DATA PROVIDED START
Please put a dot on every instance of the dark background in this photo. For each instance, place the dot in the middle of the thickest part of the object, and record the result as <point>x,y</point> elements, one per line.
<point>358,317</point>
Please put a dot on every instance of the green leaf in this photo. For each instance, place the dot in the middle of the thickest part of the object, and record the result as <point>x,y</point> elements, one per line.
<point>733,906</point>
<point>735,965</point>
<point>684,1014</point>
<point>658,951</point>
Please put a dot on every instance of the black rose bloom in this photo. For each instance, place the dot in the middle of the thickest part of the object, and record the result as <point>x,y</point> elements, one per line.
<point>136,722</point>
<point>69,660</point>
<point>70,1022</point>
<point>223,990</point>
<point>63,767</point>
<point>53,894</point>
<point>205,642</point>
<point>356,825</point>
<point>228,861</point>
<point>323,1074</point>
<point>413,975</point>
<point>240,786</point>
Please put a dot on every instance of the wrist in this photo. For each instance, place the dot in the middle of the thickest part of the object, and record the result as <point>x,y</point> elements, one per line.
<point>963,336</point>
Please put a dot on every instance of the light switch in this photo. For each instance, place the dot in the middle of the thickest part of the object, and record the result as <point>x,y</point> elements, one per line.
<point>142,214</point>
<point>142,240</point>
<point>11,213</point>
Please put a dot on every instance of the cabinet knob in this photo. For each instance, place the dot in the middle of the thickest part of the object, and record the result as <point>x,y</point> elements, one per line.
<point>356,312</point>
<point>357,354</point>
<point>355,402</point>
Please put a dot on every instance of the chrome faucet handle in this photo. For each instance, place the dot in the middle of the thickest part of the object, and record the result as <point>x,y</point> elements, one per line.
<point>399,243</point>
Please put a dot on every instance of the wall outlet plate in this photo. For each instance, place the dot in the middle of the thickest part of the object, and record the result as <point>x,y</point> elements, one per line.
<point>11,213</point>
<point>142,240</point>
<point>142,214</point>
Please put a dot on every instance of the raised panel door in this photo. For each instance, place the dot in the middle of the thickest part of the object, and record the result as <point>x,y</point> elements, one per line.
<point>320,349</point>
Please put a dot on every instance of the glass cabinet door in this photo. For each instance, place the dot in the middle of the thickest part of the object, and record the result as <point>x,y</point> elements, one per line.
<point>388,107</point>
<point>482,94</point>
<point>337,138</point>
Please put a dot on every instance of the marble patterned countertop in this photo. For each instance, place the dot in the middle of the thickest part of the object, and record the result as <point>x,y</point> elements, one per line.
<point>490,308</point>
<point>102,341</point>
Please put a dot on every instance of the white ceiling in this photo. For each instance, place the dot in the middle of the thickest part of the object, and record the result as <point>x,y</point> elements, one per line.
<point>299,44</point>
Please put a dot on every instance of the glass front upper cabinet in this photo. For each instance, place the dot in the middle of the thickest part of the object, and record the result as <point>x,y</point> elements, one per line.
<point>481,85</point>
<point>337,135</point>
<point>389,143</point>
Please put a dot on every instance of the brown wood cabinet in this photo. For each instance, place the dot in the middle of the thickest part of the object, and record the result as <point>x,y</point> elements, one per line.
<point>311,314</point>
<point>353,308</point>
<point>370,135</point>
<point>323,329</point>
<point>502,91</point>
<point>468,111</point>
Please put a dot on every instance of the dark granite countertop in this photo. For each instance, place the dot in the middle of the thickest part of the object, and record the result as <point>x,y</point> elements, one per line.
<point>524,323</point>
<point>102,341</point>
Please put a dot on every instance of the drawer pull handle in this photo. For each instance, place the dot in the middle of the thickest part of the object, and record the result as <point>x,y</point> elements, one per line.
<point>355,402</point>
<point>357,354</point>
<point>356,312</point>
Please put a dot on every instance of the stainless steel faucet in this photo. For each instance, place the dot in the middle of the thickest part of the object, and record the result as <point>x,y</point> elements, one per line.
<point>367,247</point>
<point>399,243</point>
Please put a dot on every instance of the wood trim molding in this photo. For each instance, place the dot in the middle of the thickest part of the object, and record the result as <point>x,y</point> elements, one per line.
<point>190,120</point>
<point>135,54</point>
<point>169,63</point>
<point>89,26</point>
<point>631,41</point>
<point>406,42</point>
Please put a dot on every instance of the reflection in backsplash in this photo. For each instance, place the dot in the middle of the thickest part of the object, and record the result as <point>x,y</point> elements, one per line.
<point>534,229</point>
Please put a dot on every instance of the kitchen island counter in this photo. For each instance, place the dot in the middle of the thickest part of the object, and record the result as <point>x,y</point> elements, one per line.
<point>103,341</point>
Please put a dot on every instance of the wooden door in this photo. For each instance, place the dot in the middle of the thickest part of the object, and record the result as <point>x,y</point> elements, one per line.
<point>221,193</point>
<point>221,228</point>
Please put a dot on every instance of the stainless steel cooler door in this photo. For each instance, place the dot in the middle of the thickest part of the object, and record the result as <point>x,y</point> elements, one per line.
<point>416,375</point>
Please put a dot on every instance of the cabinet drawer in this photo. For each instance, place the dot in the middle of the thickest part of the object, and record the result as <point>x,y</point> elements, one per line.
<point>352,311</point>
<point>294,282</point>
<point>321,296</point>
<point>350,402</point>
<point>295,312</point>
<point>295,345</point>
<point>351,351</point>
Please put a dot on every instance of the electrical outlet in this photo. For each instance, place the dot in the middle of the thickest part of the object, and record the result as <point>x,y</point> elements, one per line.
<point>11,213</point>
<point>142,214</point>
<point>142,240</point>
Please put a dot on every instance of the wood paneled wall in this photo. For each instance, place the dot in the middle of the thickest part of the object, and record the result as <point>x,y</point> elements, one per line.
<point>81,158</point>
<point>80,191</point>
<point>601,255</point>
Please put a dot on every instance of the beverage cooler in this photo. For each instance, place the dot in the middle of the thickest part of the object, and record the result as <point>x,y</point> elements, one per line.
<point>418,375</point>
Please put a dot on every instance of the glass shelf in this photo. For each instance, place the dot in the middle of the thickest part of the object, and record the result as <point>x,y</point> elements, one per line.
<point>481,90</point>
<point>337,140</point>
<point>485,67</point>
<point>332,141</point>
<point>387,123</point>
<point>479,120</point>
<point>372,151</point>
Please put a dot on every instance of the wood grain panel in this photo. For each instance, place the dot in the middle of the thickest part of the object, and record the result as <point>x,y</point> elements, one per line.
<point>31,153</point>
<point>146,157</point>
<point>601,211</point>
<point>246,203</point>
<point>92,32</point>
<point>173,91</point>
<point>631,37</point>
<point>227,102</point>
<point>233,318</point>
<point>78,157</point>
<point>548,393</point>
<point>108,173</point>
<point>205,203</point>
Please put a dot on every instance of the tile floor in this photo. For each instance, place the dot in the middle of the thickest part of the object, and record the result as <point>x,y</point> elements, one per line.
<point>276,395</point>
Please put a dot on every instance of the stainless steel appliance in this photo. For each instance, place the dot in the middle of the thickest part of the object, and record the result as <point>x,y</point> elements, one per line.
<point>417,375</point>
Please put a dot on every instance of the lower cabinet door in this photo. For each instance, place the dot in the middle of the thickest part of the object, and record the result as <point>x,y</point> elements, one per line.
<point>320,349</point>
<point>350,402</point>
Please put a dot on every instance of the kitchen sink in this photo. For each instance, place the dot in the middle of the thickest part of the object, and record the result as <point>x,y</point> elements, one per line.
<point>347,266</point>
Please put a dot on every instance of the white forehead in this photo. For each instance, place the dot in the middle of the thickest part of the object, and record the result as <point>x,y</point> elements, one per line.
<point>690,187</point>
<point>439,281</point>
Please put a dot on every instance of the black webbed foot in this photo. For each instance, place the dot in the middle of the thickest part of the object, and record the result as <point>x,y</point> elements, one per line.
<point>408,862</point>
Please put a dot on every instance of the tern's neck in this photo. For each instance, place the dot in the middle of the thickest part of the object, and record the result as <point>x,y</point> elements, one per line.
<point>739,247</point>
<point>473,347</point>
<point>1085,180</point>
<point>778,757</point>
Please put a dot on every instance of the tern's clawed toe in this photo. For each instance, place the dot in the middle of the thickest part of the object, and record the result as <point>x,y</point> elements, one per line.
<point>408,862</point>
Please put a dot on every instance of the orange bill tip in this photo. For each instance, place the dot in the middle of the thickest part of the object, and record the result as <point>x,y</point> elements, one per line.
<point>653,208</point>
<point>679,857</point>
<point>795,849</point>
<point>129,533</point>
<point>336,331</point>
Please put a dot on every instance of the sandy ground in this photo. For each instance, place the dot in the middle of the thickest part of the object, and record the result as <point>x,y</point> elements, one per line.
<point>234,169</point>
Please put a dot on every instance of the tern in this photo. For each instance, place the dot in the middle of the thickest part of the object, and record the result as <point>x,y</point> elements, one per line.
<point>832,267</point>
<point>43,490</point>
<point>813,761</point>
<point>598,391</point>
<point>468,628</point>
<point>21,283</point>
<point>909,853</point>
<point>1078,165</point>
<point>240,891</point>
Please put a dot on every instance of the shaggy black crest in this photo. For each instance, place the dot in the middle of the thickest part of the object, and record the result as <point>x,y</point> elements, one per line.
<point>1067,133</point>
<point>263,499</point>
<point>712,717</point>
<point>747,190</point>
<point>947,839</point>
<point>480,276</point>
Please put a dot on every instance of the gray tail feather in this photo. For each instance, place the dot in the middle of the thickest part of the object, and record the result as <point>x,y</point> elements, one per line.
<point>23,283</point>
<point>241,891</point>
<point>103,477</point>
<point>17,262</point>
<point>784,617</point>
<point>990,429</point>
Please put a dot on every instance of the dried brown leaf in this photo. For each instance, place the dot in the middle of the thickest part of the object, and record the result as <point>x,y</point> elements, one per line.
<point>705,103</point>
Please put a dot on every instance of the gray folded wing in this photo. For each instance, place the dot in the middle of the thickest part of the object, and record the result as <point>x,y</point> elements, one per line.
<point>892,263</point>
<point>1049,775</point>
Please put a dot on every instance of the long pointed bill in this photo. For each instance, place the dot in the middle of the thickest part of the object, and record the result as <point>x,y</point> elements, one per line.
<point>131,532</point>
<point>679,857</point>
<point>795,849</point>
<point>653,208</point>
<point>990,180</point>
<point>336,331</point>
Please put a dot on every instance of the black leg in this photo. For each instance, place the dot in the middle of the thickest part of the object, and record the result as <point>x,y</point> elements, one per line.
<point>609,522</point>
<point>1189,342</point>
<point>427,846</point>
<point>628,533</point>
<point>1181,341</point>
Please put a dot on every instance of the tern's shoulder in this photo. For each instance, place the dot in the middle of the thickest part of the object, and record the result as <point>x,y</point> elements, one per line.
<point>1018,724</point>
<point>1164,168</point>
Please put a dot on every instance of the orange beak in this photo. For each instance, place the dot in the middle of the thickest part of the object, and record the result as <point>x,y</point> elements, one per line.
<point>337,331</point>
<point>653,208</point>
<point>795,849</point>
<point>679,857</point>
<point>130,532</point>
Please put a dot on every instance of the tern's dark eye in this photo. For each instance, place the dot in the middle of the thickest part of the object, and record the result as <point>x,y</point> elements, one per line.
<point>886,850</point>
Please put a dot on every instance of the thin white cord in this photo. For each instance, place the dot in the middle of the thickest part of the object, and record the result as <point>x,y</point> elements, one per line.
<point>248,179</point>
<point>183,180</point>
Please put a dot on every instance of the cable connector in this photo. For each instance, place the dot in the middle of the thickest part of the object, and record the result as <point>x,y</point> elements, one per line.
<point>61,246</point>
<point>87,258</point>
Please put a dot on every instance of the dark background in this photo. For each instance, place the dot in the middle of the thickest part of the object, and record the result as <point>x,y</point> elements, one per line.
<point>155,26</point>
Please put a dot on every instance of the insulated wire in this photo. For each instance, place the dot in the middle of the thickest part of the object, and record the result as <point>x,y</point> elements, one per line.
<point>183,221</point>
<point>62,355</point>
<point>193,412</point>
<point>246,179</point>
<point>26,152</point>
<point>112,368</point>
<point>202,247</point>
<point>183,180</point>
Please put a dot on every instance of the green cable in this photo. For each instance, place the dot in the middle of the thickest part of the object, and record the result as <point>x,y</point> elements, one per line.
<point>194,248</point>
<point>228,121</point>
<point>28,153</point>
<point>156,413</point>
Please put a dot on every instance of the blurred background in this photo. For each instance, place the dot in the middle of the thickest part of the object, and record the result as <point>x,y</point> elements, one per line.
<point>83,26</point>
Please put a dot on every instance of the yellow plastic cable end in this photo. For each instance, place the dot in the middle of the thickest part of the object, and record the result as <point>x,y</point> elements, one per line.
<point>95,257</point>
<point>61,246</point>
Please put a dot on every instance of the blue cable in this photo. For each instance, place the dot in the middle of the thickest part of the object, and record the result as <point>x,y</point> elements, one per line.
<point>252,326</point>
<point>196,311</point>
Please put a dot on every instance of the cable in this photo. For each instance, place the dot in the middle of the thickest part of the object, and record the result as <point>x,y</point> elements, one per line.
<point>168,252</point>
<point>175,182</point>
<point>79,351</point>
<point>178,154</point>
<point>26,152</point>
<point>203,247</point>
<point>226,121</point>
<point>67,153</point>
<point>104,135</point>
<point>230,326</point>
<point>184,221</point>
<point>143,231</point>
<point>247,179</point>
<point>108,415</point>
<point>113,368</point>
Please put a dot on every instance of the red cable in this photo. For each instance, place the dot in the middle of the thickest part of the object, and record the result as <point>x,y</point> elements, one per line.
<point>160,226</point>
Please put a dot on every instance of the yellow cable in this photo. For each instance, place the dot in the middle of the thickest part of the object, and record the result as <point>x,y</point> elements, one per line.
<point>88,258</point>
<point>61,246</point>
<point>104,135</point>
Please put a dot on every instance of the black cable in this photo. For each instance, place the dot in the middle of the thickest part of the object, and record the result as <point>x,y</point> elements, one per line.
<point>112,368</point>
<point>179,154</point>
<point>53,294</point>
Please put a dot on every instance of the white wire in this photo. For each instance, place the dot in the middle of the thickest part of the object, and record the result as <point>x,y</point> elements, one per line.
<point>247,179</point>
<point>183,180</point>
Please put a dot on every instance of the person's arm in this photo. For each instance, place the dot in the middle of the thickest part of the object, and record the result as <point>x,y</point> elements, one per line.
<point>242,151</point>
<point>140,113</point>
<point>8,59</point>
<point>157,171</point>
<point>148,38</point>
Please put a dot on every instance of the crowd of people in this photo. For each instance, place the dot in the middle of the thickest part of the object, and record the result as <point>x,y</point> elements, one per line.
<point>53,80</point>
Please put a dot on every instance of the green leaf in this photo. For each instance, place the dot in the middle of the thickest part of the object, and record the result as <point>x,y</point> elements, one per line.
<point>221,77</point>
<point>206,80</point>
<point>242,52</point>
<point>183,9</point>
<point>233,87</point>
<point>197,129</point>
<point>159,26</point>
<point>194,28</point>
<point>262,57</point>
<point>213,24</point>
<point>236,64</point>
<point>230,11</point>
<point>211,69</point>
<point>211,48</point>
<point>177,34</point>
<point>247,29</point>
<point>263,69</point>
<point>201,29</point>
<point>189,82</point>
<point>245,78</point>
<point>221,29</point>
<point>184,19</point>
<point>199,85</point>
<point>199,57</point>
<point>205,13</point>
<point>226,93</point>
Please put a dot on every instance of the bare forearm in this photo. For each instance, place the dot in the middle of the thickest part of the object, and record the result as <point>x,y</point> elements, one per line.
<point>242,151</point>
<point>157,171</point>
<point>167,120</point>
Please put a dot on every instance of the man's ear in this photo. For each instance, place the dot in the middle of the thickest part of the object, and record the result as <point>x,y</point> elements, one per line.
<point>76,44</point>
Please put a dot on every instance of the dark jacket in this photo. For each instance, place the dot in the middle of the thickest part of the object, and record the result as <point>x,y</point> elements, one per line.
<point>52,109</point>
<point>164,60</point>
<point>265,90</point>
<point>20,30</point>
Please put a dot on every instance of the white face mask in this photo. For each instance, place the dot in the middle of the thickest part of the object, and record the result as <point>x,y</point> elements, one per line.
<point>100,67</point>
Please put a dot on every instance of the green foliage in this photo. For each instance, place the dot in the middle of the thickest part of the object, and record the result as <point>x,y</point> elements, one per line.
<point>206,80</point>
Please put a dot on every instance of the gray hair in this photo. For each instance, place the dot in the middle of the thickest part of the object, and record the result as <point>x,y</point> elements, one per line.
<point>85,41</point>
DATA PROVIDED END
- _ABOUT THIS TASK_: With the line containing "Please put a dot on every instance of the gray hair" as the first, output each line through the final line of the entries above, exactly.

- _RESPONSE TO THIS TASK_:
Please put a dot on every instance of the gray hair in this photo. For each instance, place the dot in the middle of the thickest part of the object, and record the result as <point>x,y</point> elements, one per line.
<point>85,41</point>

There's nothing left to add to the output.